Now, along with her husband, Tom Costello, and a few other Google alumni, she is trying to upstage her former employer.

On Monday, their company, Cuil, is unveiling a search engine that they promise will be more comprehensive than Google’s and that they hope will give its users more relevant results.

“I think it will be better,” Mr. Costello said in an interview. “But there is no question that the public has to decide.”

Cuil, pronounced “cool,” is only the latest in a long string of start-up companies that have been founded and financed with the goal of competing with Google, as well as Yahoo and Microsoft. (In June, Google accounted for 61.5 percent of search queries in the United States, while Yahoo held 20.9 percent and Microsoft had 9.2 percent, according to comScore.) Some of the most prominent include Powerset, which Microsoft recently bought, and Wikia, which was founded by Jimmy Wales, one of the creators of Wikipedia. So far, none have managed to make a dent in the search market.

But some analysts say Cuil has potential, in part because of the pedigree of its founders.

“This is the most promising thing I’ve seen in a while,” said Danny Sullivan, who has followed the online search business for more than a decade and is the editor of Search Engine Land. “Whether they are going to threaten Microsoft, much less Google, that’s another story.”

Mr. Costello, a former researcher at Stanford, said that with 120 billion Web pages, Cuil’s search index is larger than any other. The company uses a form of data mining to group Web pages by content, which makes the search engine more efficient, he said. Instead of showing results as short snippets of text and images with links, it displays longer entries and uses more pictures. It also provides tools to help users further refine their queries.

Google would not comment on Cuil and would not disclose the size of its own index. But in an e-mail statement, Google said that it maintained “the largest collection of documents searchable on the Web” and welcomed competition.

Mr. Sullivan said he was unimpressed by Cuil’s claim that its index includes more Web pages, noting that that could mean users are “overwhelmed by a whole bunch of junk.” But he said that Cuil’s new approach to ranking pages and presenting results could prove to be a hit with some users.

“If it turns out that they have good relevancy, I could see that the word of mouth” would bring Cuil some popularity, he said.

Ms. Patterson left Google in 2006 to found Cuil. The new company has other prominent ex-Google employees, including Russell Power, who worked with Ms. Patterson on the large Google index, and Louis Monier, a former chief technology officer at AltaVista, a pioneering search engine. Cuil, which has about 30 employees and is in Menlo Park, Calif., has raised $33 million from venture investors.

Dataset records:
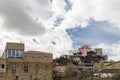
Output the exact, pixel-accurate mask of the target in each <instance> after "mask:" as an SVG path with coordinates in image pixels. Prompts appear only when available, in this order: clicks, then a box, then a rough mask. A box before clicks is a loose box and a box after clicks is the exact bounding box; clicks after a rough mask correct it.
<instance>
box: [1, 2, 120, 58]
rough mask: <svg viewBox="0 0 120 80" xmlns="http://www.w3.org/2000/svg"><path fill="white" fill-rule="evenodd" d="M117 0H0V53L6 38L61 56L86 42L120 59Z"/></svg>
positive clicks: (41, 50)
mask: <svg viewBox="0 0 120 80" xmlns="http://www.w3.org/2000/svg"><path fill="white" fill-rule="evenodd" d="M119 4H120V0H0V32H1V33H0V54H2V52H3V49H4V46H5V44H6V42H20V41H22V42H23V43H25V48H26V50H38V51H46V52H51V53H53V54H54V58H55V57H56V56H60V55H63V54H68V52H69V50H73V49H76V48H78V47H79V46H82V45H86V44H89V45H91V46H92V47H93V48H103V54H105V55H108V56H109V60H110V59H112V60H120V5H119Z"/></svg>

* * *

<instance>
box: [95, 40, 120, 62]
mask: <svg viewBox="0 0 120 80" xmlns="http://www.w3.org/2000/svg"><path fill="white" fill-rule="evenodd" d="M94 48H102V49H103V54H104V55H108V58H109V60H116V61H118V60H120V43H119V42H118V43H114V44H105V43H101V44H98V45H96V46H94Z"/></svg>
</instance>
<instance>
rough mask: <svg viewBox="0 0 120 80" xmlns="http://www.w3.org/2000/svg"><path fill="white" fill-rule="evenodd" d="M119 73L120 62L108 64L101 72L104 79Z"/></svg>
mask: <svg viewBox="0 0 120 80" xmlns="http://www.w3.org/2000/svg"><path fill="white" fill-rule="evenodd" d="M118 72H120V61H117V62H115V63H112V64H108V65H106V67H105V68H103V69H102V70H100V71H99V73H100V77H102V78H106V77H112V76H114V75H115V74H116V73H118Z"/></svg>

Tasks to complete:
a) Please copy word for word the stretch of the Cuil article from "Now, along with" through "more relevant results.".
b) According to the Cuil article, how much money has Cuil raised from venture investors?

Solutions per task:
a)
Now, along with her husband, Tom Costello, and a few other Google alumni, she is trying to upstage her former employer.

On Monday, their company, Cuil, is unveiling a search engine that they promise will be more comprehensive than Google’s and that they hope will give its users more relevant results.

b) $33 million